## Named-object pointing records
[Start]
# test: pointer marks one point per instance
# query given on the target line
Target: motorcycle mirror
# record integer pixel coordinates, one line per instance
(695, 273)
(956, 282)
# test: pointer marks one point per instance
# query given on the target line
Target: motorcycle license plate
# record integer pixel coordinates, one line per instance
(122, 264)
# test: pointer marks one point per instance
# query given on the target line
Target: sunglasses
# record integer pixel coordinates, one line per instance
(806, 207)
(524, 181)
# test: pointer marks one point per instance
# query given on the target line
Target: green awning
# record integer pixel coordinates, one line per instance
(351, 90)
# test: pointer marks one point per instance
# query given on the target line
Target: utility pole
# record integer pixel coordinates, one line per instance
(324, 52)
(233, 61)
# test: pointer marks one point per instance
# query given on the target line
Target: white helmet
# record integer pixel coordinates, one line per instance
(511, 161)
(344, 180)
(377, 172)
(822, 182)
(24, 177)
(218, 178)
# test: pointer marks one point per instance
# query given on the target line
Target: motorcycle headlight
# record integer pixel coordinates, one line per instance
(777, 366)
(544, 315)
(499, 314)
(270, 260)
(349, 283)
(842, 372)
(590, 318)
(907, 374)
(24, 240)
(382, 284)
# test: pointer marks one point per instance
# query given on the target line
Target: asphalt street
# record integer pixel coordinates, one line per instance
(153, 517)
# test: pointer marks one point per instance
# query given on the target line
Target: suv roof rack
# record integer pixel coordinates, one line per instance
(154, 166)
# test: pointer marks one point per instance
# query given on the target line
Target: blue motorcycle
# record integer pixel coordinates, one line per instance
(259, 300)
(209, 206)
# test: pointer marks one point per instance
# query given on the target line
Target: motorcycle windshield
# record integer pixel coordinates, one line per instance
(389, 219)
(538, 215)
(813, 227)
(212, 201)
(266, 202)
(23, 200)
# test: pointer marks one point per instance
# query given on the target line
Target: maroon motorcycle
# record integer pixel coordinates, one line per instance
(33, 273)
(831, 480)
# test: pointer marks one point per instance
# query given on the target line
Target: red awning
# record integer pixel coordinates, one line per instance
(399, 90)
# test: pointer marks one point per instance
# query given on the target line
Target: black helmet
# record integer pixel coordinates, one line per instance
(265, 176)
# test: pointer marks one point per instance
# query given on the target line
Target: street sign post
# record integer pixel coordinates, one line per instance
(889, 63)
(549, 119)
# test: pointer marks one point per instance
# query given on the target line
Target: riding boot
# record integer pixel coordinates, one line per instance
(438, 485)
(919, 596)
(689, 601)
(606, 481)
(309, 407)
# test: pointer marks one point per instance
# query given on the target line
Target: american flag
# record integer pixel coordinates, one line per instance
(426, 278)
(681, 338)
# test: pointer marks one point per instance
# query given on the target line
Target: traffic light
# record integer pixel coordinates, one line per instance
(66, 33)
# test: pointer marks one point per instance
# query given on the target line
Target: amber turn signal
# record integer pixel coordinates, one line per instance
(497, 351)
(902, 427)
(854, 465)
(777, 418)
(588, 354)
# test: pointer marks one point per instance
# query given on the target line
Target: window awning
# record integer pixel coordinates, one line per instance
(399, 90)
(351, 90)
[End]
## Prompt
Repeat all the records. Match each line exactly.

## Response for this exercise
# test: pointer marks one point per instance
# query given on the target line
Target: motorcycle mirror
# record integer pixel coordinates, one line per instance
(695, 273)
(956, 282)
# test: pointer marks one point per instance
# query given on the target line
Target: motorcycle license plate
# record integer pixel coordinates, one line per instance
(122, 264)
# test: pointer marks one point per instance
# query given on the target line
Target: sunglasses
# record integer pixel coordinates, one line per instance
(806, 207)
(524, 181)
# test: pointer marks one point per instance
# query given on the target line
Target: green awning
# record integer pixel coordinates, one line per instance
(351, 90)
# test: pointer marks one point per instance
# query given on the target line
Target: utility pole
# record integer pixel coordinates, one line per instance
(324, 52)
(233, 61)
# test: pointer marks one point per instance
# query given on the target line
Target: white helmet
# record integer pixel coordinates, one line per instance
(511, 161)
(344, 180)
(377, 172)
(822, 182)
(24, 177)
(218, 178)
# test: pointer marks one point per instance
# query given on the target line
Target: motorcycle headlight
# record integer pixel coordinates, one line per instance
(777, 366)
(544, 315)
(499, 314)
(270, 260)
(349, 283)
(842, 372)
(590, 318)
(907, 374)
(24, 240)
(382, 284)
# test: pointer marks one point per instance
# query given on the target line
Target: asphalt street
# record integer pixel coordinates, one line per instance
(153, 517)
# test: pointer marks one point per instance
# query given on the target line
Target: suv roof rack
# record integer pixel coordinates, one line per instance
(154, 166)
# test: pointer marks one point per instance
# query given on the target line
Target: blue motorcycle
# record integer pixel coordinates, one line per instance
(259, 300)
(209, 206)
# test: pointer marks one point per instance
# query given on the target line
Target: motorcycle windshield
# record integer pixel coordinates, one line per instance
(389, 219)
(538, 215)
(813, 227)
(212, 201)
(266, 202)
(23, 200)
# test: pointer marks one point per instance
# query given on the target line
Target: maroon motorcycle
# record integer pixel coordinates, one line per instance
(33, 273)
(831, 480)
# test: pointer marks one point per instance
# query given on the target line
Target: red awning
# record integer pixel coordinates, one line per instance
(399, 90)
# test: pointer marks one point per instance
# query given on the target line
Target: black helmet
# record integer pixel coordinates, one line per instance
(265, 176)
# test: pointer marks one point per instance
# query given on the target line
Target: street sign post
# record integer pixel coordinates, one line per instance
(889, 63)
(549, 119)
# test: pointer marks one point per instance
# query given on the target line
Target: riding boot
# record integer pixel coordinates, one line per instance
(438, 485)
(919, 596)
(689, 601)
(606, 481)
(309, 407)
# test: pointer marks one point per instance
# query given on the target line
Target: american flag
# record integer pixel coordinates, one line per instance
(426, 278)
(681, 338)
# test: pointer marks one point per instance
# query given on the target line
Target: traffic light
# record integer pixel coordinates, one line per instance
(66, 33)
# test: pointer marks one point per instance
# query given on the target line
Target: amber turn signal
# record integer pixel coordinates, one line per instance
(497, 351)
(902, 427)
(854, 465)
(777, 418)
(588, 354)
# test: pointer marks one point per instance
# query given on the target line
Target: window awning
# record integer pixel coordinates, one line per instance
(399, 90)
(351, 90)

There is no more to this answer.